Rewrite every line from the start of the material through the line containing "[77,13,273,257]", inclusive, with the requests included. In the answers, multiply each bounding box coordinate by 1.45 and round it to a whole number, with halves rounded up.
##### EXTRACTED DATA
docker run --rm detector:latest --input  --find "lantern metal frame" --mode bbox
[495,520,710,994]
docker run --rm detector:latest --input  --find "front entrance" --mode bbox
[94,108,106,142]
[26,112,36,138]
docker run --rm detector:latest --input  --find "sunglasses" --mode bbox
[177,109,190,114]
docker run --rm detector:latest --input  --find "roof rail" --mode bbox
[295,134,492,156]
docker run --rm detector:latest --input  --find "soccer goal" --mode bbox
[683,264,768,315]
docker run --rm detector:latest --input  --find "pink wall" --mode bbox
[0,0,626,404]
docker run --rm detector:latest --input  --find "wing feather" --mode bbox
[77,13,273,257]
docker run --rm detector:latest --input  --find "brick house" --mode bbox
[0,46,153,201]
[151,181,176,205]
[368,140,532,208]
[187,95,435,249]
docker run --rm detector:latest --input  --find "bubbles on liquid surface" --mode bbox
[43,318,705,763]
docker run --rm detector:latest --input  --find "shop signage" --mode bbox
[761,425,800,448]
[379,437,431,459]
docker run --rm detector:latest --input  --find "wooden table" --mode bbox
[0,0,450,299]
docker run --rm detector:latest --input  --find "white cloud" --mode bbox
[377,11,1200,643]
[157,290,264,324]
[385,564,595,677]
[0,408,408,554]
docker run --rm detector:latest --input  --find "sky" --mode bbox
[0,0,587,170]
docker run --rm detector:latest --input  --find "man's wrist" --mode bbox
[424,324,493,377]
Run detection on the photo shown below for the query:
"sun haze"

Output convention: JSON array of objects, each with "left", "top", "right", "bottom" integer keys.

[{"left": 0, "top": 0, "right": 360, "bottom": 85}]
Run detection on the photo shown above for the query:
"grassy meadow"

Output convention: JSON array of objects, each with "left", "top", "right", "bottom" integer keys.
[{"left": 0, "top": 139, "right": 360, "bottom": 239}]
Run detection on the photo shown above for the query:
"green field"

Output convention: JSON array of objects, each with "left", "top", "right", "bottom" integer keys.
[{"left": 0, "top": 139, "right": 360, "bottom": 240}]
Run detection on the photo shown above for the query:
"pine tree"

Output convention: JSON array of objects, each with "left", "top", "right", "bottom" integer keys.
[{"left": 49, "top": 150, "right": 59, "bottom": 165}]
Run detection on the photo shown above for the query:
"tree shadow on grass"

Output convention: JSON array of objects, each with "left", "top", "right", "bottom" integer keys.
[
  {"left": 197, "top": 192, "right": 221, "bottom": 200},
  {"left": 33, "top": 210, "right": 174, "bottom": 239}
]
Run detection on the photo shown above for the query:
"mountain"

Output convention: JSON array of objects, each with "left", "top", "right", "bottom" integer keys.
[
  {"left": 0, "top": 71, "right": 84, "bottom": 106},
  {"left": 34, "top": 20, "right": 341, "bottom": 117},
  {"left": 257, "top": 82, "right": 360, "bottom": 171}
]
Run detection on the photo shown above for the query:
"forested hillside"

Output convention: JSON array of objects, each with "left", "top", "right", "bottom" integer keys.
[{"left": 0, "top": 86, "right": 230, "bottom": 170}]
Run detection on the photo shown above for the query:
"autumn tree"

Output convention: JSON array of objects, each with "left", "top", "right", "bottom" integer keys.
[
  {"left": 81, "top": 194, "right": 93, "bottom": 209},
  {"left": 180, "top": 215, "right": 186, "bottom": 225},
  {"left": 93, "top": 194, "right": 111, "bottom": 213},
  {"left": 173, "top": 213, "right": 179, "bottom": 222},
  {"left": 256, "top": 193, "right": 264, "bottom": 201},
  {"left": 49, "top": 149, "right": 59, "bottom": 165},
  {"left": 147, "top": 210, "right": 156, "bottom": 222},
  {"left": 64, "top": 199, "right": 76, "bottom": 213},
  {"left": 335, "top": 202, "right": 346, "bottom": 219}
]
##########
> ANSWER:
docker run --rm detector:latest --input  --find "lantern metal frame" --mode bbox
[718,754,1030,1441]
docker run --rm detector:latest --input  --find "front entrance" --mode bbox
[136,157,154,206]
[38,162,52,200]
docker run --rm detector:latest --input  --find "sunglasses" --mode bbox
[257,158,276,165]
docker run --rm detector:latest --input  --find "roof rail" --mode bbox
[428,194,713,226]
docker run --rm detector:latest --input  --find "soccer goal" --mode bbox
[990,383,1114,457]
docker run --rm detector:latest --input  --find "pink wall" --mode bbox
[0,0,908,586]
docker run --rm detector:latest --input  --find "wing feather" --mode bbox
[112,19,396,373]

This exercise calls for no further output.